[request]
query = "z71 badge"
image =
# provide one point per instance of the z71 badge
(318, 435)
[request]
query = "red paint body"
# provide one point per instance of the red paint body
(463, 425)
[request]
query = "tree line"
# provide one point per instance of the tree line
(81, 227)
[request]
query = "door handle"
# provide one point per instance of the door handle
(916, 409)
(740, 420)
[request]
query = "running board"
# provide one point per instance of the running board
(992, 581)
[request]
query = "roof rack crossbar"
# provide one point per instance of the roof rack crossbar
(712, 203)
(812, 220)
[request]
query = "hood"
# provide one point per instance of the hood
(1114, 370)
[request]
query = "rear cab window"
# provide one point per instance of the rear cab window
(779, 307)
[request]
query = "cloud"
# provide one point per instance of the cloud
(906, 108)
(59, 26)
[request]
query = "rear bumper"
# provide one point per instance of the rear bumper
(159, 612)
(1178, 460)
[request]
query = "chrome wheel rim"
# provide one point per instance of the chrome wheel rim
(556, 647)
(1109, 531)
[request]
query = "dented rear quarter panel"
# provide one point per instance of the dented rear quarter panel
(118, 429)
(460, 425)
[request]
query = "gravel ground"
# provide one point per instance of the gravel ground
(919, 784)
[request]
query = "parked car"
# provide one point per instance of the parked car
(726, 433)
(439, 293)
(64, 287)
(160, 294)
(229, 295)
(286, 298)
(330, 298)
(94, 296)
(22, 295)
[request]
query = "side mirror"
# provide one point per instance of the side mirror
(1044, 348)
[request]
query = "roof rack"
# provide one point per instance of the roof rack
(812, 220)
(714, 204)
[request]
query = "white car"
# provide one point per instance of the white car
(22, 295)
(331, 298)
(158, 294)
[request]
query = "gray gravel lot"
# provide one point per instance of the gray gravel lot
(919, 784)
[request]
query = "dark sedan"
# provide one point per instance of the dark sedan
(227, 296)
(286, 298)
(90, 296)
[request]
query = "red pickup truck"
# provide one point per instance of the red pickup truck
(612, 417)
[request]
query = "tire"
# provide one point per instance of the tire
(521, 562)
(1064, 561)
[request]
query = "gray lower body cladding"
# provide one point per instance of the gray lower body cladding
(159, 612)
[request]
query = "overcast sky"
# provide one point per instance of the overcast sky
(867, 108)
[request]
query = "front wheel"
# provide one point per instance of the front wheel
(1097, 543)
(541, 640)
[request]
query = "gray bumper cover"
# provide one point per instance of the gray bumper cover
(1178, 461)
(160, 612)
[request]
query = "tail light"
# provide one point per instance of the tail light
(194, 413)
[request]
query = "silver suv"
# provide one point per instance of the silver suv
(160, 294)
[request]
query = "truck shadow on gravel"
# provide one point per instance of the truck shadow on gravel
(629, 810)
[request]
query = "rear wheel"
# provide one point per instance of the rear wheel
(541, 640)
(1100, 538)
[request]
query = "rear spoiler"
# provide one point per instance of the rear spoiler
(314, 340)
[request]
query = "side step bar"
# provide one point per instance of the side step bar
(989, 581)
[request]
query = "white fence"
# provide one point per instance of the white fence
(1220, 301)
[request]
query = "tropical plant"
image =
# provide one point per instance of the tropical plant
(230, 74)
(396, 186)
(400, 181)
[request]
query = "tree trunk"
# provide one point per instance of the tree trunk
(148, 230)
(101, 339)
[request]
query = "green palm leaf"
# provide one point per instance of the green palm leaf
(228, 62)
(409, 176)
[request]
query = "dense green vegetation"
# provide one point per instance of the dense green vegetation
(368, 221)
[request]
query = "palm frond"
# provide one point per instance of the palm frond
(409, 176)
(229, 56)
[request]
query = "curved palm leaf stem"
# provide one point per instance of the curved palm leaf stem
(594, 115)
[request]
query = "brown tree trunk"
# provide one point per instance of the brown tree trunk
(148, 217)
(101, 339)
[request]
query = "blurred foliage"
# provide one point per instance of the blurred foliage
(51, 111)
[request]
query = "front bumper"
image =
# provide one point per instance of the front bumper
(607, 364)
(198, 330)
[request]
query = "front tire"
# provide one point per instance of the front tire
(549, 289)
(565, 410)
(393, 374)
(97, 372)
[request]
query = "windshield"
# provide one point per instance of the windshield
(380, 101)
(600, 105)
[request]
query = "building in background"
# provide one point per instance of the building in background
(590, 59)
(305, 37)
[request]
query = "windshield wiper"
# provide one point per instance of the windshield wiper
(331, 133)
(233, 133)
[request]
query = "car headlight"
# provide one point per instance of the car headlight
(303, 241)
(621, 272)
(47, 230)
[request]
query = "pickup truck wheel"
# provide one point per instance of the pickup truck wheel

THE TASK:
Write all of the records out again exactly.

FINISHED TASK:
[request]
query = "z71 badge"
image =
# provide one point per instance of the z71 badge
(318, 435)
[request]
query = "red paint body"
# provide one point per instance of the red paint body
(463, 425)
[request]
query = "tree line"
# provide one point per instance of the tree line
(81, 227)
[request]
query = "door handle"
# provide one point per instance of the door handle
(916, 409)
(740, 420)
[request]
query = "running board"
# provide one point per instance of the running board
(992, 581)
[request]
query = "roof rack crossbar"
# provide one point per instance of the roof rack crossbar
(712, 203)
(812, 220)
[request]
query = "hood"
# provide one point per instance of the hood
(1114, 370)
[request]
query = "rear cab window"
# provide one point per instance of the rear cab window
(779, 307)
[request]
query = "cloud"
# provide one point per instance of the cloud
(906, 108)
(59, 26)
[request]
query = "rear bumper"
# provide one point per instance of the rear bumper
(159, 612)
(1178, 460)
[request]
query = "chrome wheel rim"
# provide one point per instance of the chrome wheel rim
(556, 647)
(1109, 531)
[request]
query = "dented rear quarter panel"
# provide one point per instance of the dented rear quarter panel
(118, 429)
(460, 425)
[request]
query = "gravel ground"
# provide one point per instance of the gravel ground
(919, 784)
[request]
query = "parked car"
# provide one point per instance of the parked car
(726, 433)
(439, 293)
(64, 287)
(160, 294)
(229, 295)
(286, 298)
(330, 298)
(94, 296)
(22, 295)
[request]
query = "side mirror"
# provide one point per instance of the side mirror
(1044, 348)
[request]
query = "roof rack"
# provide one point per instance of the roof rack
(812, 220)
(714, 204)
[request]
query = "white car"
# provide one point per instance of the white car
(22, 295)
(331, 298)
(158, 294)
[request]
query = "gray gravel lot"
# provide one point per instance of the gray gravel lot
(919, 784)
[request]
query = "dark sedan"
# provide one point per instance of the dark sedan
(227, 296)
(286, 298)
(90, 296)
[request]
query = "red pickup truck"
# provide one point per instance of the red pickup truck
(612, 417)
[request]
query = "tire"
# provide one point per instance of the tire
(521, 562)
(1064, 561)
[request]
query = "gray lower body cladding"
# provide one point per instance of the gray lower body cladding
(159, 612)
[request]
query = "overcast sky"
# provide one point per instance of the overcast sky
(867, 108)
[request]
query = "front wheel"
# provide one point per instance of the front wheel
(1097, 543)
(541, 640)
[request]
query = "gray bumper cover"
# provide one point per instance of the gray bumper cover
(1178, 461)
(160, 612)
[request]
query = "tail light"
# provide one point per instance of the tail light
(194, 413)
[request]
query = "silver suv"
# provide one point per instance of the silver suv
(160, 294)
[request]
query = "truck shadow on gravel"
# provide one point per instance of the truck shadow on gravel
(629, 810)
[request]
query = "rear wheel"
# provide one point per instance of the rear wheel
(541, 640)
(1100, 538)
[request]
query = "rear spoiler"
# provide one point per instance of the rear spoiler
(314, 340)
[request]
query = "side step bar"
# provide one point per instance of the side step bar
(989, 581)
[request]
query = "white fence"
# provide one point per instance of the white fence
(1220, 301)
[request]
query = "tropical plant"
image =
# provide one point per instance of the tropical plant
(230, 74)
(396, 186)
(400, 181)
[request]
query = "tree trunk"
# provide one point per instance of the tree trunk
(148, 230)
(101, 339)
[request]
query = "green palm leaf"
# provide one point per instance of the green palm leaf
(228, 62)
(409, 176)
[request]
query = "dense green vegetation"
# provide one point per instance of the dense green vegetation
(368, 221)
[request]
query = "palm frond"
# provide one point per instance of the palm frond
(409, 176)
(229, 56)
[request]
query = "curved palm leaf stem"
# provide one point per instance of the curved palm leaf stem
(594, 115)
[request]
query = "brown tree trunk"
# provide one point per instance of the brown tree trunk
(148, 217)
(101, 339)
[request]
query = "blurred foliage"
# provide one point per instance of the blurred foliage
(51, 111)
[request]
query = "front bumper"
image =
# provide one point per instance of the front bumper
(607, 364)
(198, 330)
[request]
query = "front tire"
# provide one point per instance of the front tire
(549, 289)
(565, 410)
(393, 374)
(97, 372)
[request]
query = "windshield"
# provide one point per instance of the windshield
(380, 101)
(600, 105)
[request]
query = "building in background"
# provide one point per instance of the building in background
(590, 59)
(305, 37)
[request]
query = "windshield wiper"
# provide one point per instance of the windshield wiper
(331, 133)
(233, 133)
[request]
query = "car headlight"
# provide one point per instance of the car headlight
(303, 241)
(621, 272)
(47, 230)
[request]
query = "pickup truck wheel"
# provide one point per instance of the pickup truck wheel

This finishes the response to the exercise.